*** Begin section ***

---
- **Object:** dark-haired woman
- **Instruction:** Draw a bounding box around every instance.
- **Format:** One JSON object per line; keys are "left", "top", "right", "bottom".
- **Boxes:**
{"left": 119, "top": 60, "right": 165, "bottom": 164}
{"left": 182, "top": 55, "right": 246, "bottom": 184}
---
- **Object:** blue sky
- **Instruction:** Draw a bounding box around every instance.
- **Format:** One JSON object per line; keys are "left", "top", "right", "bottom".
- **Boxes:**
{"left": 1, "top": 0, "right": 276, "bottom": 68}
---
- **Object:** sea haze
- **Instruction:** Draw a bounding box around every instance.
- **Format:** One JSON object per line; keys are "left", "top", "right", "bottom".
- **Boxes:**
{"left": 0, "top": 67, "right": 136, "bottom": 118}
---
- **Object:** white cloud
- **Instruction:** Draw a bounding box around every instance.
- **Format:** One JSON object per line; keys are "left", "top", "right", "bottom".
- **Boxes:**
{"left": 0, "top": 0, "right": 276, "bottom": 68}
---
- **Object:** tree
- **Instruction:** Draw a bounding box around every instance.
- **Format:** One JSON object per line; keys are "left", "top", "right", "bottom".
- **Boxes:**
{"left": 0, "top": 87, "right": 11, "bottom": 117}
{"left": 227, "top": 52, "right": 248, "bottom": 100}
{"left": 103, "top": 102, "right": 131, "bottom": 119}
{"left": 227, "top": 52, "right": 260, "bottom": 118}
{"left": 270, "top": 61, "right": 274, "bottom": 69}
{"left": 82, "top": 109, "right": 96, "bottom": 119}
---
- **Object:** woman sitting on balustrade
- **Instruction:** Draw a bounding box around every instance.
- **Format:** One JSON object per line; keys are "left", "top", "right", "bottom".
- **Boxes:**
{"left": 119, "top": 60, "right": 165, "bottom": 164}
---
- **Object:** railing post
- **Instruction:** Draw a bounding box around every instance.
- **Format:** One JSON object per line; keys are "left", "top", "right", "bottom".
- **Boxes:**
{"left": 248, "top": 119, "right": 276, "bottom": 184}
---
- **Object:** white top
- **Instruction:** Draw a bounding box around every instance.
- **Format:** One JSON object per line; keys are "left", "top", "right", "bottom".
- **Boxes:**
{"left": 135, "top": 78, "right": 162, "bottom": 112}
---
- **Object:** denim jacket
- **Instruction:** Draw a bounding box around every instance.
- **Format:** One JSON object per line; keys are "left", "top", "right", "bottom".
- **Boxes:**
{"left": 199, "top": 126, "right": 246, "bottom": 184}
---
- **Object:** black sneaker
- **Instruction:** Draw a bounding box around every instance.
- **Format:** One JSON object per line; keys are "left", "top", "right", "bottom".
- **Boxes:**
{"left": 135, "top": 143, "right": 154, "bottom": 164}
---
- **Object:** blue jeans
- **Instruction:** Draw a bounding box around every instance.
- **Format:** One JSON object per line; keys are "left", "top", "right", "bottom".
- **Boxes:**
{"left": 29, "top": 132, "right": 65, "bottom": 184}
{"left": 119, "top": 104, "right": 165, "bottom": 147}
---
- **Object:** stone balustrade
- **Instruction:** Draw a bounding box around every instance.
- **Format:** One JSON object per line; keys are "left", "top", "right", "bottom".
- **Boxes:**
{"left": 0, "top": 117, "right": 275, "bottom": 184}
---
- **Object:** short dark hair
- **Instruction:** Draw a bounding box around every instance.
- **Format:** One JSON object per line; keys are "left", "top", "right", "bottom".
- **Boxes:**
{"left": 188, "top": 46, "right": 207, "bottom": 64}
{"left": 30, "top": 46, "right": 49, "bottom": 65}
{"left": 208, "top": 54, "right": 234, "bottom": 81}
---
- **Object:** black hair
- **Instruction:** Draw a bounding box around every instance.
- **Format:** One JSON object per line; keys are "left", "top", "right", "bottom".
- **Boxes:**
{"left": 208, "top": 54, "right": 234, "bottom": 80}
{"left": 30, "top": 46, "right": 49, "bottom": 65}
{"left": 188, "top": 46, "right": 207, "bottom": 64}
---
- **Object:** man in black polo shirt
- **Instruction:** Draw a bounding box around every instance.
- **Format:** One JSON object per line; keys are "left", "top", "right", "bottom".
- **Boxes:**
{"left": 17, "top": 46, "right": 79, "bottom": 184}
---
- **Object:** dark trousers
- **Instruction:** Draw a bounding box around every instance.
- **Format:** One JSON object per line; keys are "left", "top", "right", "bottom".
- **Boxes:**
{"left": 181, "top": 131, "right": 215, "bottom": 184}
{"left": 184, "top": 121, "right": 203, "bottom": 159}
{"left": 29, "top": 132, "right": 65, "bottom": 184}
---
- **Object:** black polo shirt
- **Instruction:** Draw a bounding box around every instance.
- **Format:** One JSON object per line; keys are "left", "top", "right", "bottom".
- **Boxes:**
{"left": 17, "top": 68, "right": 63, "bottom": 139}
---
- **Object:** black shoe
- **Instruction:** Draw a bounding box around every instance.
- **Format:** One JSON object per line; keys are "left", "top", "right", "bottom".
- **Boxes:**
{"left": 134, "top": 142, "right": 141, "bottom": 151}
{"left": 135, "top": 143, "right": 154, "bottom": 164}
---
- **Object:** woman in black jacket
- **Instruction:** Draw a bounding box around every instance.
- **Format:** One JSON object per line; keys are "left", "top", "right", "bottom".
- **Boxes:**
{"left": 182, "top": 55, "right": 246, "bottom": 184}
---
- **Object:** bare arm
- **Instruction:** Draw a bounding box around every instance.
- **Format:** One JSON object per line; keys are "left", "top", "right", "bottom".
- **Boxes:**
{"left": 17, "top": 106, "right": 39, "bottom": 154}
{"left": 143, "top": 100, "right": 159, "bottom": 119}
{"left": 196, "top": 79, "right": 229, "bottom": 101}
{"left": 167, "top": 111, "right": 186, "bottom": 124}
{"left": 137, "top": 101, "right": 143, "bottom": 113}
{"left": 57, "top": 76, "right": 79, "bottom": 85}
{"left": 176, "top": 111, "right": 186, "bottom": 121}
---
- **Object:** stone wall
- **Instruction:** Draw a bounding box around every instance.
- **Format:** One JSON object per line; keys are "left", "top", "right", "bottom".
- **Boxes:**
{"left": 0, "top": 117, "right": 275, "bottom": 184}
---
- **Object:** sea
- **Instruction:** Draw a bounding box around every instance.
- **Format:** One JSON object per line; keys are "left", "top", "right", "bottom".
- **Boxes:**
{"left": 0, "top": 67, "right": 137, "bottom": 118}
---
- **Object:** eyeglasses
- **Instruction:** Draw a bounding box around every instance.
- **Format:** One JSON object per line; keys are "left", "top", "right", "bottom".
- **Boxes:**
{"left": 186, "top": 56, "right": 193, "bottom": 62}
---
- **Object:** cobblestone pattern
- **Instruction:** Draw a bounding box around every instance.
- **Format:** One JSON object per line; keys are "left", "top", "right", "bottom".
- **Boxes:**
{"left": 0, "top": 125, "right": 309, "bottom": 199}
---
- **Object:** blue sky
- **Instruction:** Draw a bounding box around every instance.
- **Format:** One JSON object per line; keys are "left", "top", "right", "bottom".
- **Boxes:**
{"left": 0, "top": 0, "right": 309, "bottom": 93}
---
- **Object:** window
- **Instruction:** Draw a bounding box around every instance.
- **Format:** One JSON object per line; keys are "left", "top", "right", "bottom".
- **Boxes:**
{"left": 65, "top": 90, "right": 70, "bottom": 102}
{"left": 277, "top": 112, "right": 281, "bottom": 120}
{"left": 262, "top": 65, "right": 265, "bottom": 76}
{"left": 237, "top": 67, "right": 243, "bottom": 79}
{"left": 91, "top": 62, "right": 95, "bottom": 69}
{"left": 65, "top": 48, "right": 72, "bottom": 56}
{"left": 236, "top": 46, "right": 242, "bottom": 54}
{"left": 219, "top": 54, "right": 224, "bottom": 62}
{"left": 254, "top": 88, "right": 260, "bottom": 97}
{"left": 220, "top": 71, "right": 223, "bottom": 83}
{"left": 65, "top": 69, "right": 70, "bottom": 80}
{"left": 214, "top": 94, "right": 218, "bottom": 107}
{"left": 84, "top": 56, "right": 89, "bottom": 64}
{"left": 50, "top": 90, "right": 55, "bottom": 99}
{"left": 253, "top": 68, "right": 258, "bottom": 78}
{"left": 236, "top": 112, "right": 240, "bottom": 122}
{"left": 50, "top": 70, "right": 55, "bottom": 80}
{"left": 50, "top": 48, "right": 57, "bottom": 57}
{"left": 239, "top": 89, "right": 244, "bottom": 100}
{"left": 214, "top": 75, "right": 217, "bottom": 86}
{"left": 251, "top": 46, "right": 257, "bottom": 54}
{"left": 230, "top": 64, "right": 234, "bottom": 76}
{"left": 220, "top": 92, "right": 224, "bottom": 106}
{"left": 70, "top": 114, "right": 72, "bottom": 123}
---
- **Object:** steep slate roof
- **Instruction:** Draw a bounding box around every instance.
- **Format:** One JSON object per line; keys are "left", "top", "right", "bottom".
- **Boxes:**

*** End section ***

#### [Task details]
Copy each line of the listing that includes "woman".

#### [Output for this exercise]
- **Object:** dark-haired woman
- **Object:** woman sitting on balustrade
- **Object:** woman in black jacket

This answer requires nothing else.